» **STATED TASK**
Every entry needs to be reproduced exactly.

==========

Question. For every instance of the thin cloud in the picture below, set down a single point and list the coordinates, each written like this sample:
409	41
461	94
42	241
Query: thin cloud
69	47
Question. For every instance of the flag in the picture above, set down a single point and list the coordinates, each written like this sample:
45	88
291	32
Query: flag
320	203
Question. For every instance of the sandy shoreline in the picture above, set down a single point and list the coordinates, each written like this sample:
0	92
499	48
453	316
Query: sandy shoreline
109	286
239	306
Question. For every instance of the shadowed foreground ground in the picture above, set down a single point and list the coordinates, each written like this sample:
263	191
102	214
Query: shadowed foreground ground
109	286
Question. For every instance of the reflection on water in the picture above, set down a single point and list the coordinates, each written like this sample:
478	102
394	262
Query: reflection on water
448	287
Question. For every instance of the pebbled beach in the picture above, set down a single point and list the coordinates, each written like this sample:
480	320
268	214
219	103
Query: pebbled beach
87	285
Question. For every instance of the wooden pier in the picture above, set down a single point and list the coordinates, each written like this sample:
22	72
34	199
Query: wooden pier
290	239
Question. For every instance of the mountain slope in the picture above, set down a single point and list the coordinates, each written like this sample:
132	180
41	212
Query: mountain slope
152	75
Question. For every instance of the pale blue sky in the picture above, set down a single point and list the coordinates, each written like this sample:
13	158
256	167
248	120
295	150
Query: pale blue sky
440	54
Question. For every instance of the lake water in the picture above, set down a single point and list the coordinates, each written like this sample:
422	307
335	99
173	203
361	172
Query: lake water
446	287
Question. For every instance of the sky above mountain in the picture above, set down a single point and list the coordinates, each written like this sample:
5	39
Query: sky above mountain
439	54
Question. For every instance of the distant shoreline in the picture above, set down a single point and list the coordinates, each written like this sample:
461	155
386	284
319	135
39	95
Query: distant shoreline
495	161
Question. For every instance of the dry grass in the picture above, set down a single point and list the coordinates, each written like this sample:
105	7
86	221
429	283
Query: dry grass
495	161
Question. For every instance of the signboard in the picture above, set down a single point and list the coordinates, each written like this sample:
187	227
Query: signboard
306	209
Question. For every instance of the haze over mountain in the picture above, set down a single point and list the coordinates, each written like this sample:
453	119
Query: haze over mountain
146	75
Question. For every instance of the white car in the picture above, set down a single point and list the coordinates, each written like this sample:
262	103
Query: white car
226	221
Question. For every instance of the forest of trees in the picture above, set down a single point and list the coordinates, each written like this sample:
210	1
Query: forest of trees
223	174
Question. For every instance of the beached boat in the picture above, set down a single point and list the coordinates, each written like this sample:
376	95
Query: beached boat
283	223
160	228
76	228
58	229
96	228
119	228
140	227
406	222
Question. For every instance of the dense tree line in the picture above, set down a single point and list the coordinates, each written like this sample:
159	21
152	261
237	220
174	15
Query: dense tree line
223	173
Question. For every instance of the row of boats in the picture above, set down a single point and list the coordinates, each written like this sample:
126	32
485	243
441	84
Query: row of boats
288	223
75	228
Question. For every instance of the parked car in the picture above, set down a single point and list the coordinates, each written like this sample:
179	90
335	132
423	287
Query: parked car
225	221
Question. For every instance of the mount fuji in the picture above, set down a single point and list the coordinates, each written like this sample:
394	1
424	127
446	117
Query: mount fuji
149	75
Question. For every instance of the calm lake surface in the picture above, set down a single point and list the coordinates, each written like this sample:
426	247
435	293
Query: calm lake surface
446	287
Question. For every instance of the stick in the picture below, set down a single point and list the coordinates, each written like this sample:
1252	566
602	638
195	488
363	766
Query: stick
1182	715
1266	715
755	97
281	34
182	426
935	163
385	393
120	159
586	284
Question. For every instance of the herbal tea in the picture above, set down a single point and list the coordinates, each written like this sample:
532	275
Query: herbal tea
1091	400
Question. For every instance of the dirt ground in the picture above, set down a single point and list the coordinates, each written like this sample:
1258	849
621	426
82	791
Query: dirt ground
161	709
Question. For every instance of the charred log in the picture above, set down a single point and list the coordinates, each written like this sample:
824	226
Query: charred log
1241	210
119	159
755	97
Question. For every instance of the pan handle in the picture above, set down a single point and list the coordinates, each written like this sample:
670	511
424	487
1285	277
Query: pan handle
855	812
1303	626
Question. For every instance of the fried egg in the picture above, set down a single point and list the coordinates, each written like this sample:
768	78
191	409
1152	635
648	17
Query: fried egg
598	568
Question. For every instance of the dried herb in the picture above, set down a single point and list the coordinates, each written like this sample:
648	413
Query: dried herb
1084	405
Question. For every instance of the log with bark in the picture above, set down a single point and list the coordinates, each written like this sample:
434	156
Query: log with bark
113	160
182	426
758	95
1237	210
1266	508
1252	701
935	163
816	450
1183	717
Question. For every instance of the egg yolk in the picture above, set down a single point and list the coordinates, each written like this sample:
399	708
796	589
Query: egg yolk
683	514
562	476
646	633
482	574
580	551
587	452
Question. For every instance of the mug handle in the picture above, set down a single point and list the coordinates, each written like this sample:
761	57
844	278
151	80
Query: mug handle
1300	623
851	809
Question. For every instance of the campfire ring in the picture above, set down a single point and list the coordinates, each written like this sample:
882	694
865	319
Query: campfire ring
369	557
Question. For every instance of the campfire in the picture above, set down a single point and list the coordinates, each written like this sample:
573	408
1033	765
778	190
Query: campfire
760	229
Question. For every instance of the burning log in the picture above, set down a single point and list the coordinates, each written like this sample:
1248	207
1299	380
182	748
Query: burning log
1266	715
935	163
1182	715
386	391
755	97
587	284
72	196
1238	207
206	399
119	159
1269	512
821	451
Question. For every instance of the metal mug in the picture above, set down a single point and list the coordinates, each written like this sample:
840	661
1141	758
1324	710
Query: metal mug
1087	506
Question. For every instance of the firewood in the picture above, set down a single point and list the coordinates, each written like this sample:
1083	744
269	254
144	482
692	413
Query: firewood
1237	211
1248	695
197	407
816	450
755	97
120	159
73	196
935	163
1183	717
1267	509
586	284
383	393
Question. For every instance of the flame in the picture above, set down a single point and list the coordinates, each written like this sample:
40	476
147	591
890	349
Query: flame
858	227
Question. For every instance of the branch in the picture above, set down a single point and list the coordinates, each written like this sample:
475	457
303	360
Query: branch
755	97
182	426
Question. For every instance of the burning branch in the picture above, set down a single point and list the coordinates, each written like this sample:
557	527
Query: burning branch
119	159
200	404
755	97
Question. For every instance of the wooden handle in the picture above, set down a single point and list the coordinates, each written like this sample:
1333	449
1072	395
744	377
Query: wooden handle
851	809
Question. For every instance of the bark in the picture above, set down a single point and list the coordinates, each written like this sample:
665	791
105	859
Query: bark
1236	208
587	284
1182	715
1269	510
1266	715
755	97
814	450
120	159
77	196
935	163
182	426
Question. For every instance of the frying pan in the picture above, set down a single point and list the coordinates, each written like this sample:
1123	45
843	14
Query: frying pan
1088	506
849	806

==========

» **SOLUTION TO THIS TASK**
Question. For every instance of the thin cloud in the picture below, set down a single point and list the coordinates, each written like this sample:
409	41
461	94
42	241
Query: thin cloud
69	47
Question. For every instance of the flag in the picture above, set down a single point and list the coordinates, each written like this sample:
45	88
291	32
Query: flag
320	203
Question. For every instance of the sandy shoreline in the picture above, set down a single point and list the coordinates, each written like this sample:
0	92
499	48
453	316
Query: sandy shoreline
109	286
239	306
Question. For every instance of the shadowed foreground ground in the picture above, set down a single point and list the coordinates, each written like this sample:
263	191
102	214
Query: shadowed foreground ground
109	286
Question. For every instance of the reflection on water in the picture above, set down a single point and list the coordinates, each written like this sample:
478	102
394	262
Query: reflection on water
448	287
Question. For every instance of the pebbled beach in the picture above, set down a single point and list the coordinates, each written like this sample:
480	320
268	214
219	103
Query: pebbled beach
87	285
Question. For every instance of the wooden pier in the picture above, set down a single point and list the coordinates, each written like this sample:
22	72
34	199
Query: wooden pier
290	239
Question. For every instance of the mountain slope in the picture above, set down a single point and list the coordinates, each written like this sample:
132	180
41	212
Query: mountain slope
152	75
Question. For every instance of the pale blue sky in the picture above, set down a single point and list the coordinates, each written like this sample:
13	158
256	167
248	120
295	150
Query: pale blue sky
440	54
Question. For every instance of the lake water in the picture above, set down a single point and list the coordinates, each written like this sample:
422	307
335	99
173	203
361	172
Query: lake water
446	287
Question. For every instance of the sky above mountain in the picture above, set down a single point and list the coordinates, each written like this sample:
5	39
Query: sky above mountain
439	54
Question. For every instance of the distant shoreline in the picture above, set down a single point and list the coordinates, each written like this sample:
461	155
386	284
319	135
39	95
Query: distant shoreline
495	161
Question. For every instance of the dry grass in the picture above, set down a single point and list the coordinates, each written like this sample:
105	7
86	221
429	283
Query: dry grass
495	161
Question. For every instance of the signboard in the picture above, set down a single point and list the coordinates, each written like this sample:
187	227
Query: signboard
306	209
Question. For every instance of the haze over mountain in the picture above, set down a single point and list the coordinates, each written like this sample:
453	119
Query: haze over mountain
146	75
Question. For every instance of the white car in the picture above, set down a single point and list the coordinates, each written like this sample:
262	103
Query: white car
226	221
Question. For every instance of the forest of trees in the picture above, set down a single point and list the coordinates, each written like this sample:
210	1
Query: forest of trees
223	174
Question. For every instance of the beached boat in the picture above, set down a single point and list the coordinates, each written like this sample:
376	95
Query: beached boat
283	223
160	228
76	228
58	229
96	228
119	228
140	227
406	222
Question. For every instance of the dense tree line in the picture above, set down a single point and list the coordinates, each written like this sample:
159	21
152	261
237	220
174	15
Query: dense tree line
223	173
Question. For every instance of the row of boats in the picture above, set down a single point and list the coordinates, each written like this sample:
126	32
485	243
441	84
Query: row of boats
288	223
75	228
Question. For every instance of the parked car in the picture above, set down a single point and list the coordinates, each written like this sample:
179	90
335	132
423	287
Query: parked car
225	221
Question. For every instance of the mount fuji in the picture above, set down a single point and list the coordinates, each written like this sample:
394	1
424	127
446	117
Query: mount fuji
149	75
Question. For every instance of the calm lake surface in the picture above, set down a single point and list the coordinates, each written like this sample:
426	247
435	293
Query: calm lake surface
446	287
Question. For every instance of the stick in the picture below, set down a single point and list the coordinates, each written like this sample:
1252	566
602	638
195	488
363	766
Query: stick
1182	715
1266	715
755	97
281	34
182	426
935	163
385	393
120	159
586	284
Question. For every instance of the herbal tea in the picture above, set down a single point and list the coordinates, each written like this sample:
532	275
Query: herbal tea
1091	400
Question. For every instance of the dirt ground in the picture above, set down a single point and list the coordinates, each written like this sample:
1258	849
621	426
82	791
Query: dirt ground
161	709
Question. For every instance of the charred log in the picture above, set down a single point and list the coordinates, each written like this sample:
824	226
Query: charred log
1241	210
119	159
755	97
Question. For every instance of the pan handle in the picture above, set down a single point and list the coordinates, each written like this sample:
670	511
424	487
1285	277
Query: pan handle
855	812
1303	626
Question. For every instance of the fried egg in the picture above, set down a single point and list the coordinates, each written like this sample:
768	78
191	409
1152	635
648	17
Query: fried egg
598	568
Question. For every instance of the dried herb in the picture above, set down a single point and list the coordinates, each written like this sample:
648	413
Query: dried herb
1084	405
Question. For every instance of the log with bark in the picture above, set down a single point and list the coordinates, each written like this sample:
434	156
Query: log with bark
113	160
182	426
758	95
1237	210
1266	508
1252	701
935	163
816	450
1183	717
Question. For every instance of the egg yolk in the picture above, set down a single point and list the coordinates, each written like this sample:
399	708
796	589
Query: egg yolk
683	514
562	476
646	633
482	574
580	551
587	452
Question. For every instance of the mug handle in the picture above, set down a single point and list the coordinates, each written like this sample:
761	57
844	278
151	80
Query: mug handle
1300	623
851	809
Question. For every instance of the campfire ring in the picture above, set down a single point and list the coordinates, each written like this sample:
882	694
865	319
Query: campfire ring
369	557
Question. For every instance of the campfire in the picture above, set down a single point and list the coordinates, each written like this sample:
573	408
1033	765
778	190
Query: campfire
760	229
Question. For every instance of the burning log in the picture above, set down a single point and list the coordinates, each written like this sample:
1248	207
1299	380
182	748
Query: burning log
1266	715
935	163
1182	715
386	391
755	97
587	284
72	196
1238	207
206	399
119	159
1269	512
821	451
Question. For every instance of the metal mug in the picture above, set down a single point and list the coordinates, each written like this sample:
840	661
1141	758
1324	710
Query: metal mug
1087	506
Question. For every instance of the firewood in the picture above, set down a single point and list the coordinates, each written like this sample:
1083	744
269	254
144	482
692	413
Query: firewood
1237	211
1248	695
197	407
816	450
755	97
120	159
73	196
935	163
1183	717
1267	509
586	284
383	393
Question. For every instance of the flame in the picture above, set down a single point and list the coordinates, each written like this sample:
40	476
147	591
890	349
Query: flame
858	227
Question. For every instance of the branch in the picture above, set down a single point and list the coordinates, each written like this sample:
475	457
303	360
Query: branch
755	97
182	426
Question. For every instance of the burning branch in the picture above, set down a single point and list the coordinates, each written like this sample:
557	527
Query: burning branch
119	159
200	404
755	97
Question. For every instance of the wooden handle in the picture above, set down a single point and list the coordinates, each written like this sample:
1333	449
1072	395
744	377
Query: wooden handle
851	809
Question. For every instance of the bark in the picture above, set down a single point and list the coordinates, each written like this sample:
665	791
105	859
Query: bark
1236	208
587	284
1182	715
1269	510
1266	715
755	97
814	450
120	159
77	196
935	163
182	426
Question. For every instance of the frying pan in the picture above, set down a single point and list the coordinates, each written like this sample:
1123	45
843	14
Query: frying pan
1088	506
849	806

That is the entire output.